_Material for the task:_
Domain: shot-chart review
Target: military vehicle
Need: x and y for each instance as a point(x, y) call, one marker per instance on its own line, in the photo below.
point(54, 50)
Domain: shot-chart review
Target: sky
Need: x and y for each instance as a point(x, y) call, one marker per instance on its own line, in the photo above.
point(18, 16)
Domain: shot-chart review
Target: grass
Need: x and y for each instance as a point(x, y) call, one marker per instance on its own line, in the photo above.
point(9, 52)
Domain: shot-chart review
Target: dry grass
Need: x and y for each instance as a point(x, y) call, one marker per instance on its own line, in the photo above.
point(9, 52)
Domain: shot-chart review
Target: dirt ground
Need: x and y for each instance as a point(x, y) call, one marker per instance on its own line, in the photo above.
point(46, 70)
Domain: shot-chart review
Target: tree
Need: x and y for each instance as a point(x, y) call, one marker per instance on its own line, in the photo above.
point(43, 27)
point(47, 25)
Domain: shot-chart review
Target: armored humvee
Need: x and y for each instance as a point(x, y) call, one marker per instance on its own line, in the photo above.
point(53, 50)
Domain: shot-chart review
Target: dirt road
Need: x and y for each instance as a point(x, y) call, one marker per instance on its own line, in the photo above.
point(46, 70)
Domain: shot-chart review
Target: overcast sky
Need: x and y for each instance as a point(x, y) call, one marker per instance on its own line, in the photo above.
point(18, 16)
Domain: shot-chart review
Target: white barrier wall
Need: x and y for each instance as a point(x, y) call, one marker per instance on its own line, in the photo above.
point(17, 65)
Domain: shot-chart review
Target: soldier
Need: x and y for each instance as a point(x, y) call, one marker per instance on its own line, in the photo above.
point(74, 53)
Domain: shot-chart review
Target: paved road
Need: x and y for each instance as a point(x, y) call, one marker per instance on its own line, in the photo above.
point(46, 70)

_Exercise goal:_ Reproduce all of the entries above verbatim, line for line, keeping every point as it stands.

_Problem solution:_
Domain: shot-chart review
Target: military vehicle
Need: x and y for each instance as a point(x, y) call, one marker per instance on its own line, in the photo below.
point(54, 50)
Domain: shot-chart review
Target: sky
Need: x and y for each instance as a point(x, y) call, one marker per instance on its own line, in the photo above.
point(18, 16)
Domain: shot-chart review
Target: grass
Need: x and y for each instance as a point(x, y) call, one marker per instance on its own line, in the photo above.
point(9, 52)
Domain: shot-chart review
Target: dry grass
Need: x and y for each instance as a point(x, y) call, one marker per instance on its own line, in the photo above.
point(9, 52)
Domain: shot-chart review
Target: dirt ground
Need: x and y for each instance as a point(x, y) call, one marker per instance on its own line, in the photo above.
point(46, 70)
Domain: shot-chart review
Target: tree
Need: x and y for each instance as a point(x, y) call, one marker per instance on its own line, in the photo above.
point(43, 27)
point(47, 25)
Domain: shot-chart review
Target: armored humvee
Need: x and y for each instance as a point(x, y) call, one marker per instance on its own line, in the photo above.
point(53, 50)
Domain: shot-chart review
Target: dirt road
Need: x and y for each instance as a point(x, y) call, one marker per instance on its own line, in the photo above.
point(46, 70)
Domain: shot-chart review
Target: overcast sky
Need: x and y for each instance as a point(x, y) call, one marker per instance on its own line, in the photo above.
point(18, 16)
Domain: shot-chart review
Target: white barrier wall
Need: x and y for each instance as a point(x, y) call, one marker per instance on its own line, in the photo above.
point(17, 65)
Domain: shot-chart review
Target: soldier
Need: x and y for each instance as a point(x, y) call, one marker per instance on its own line, in the photo above.
point(74, 53)
Domain: shot-chart review
Target: paved road
Need: x and y for each instance as a point(x, y) call, one marker per instance on its own line, in the photo above.
point(46, 70)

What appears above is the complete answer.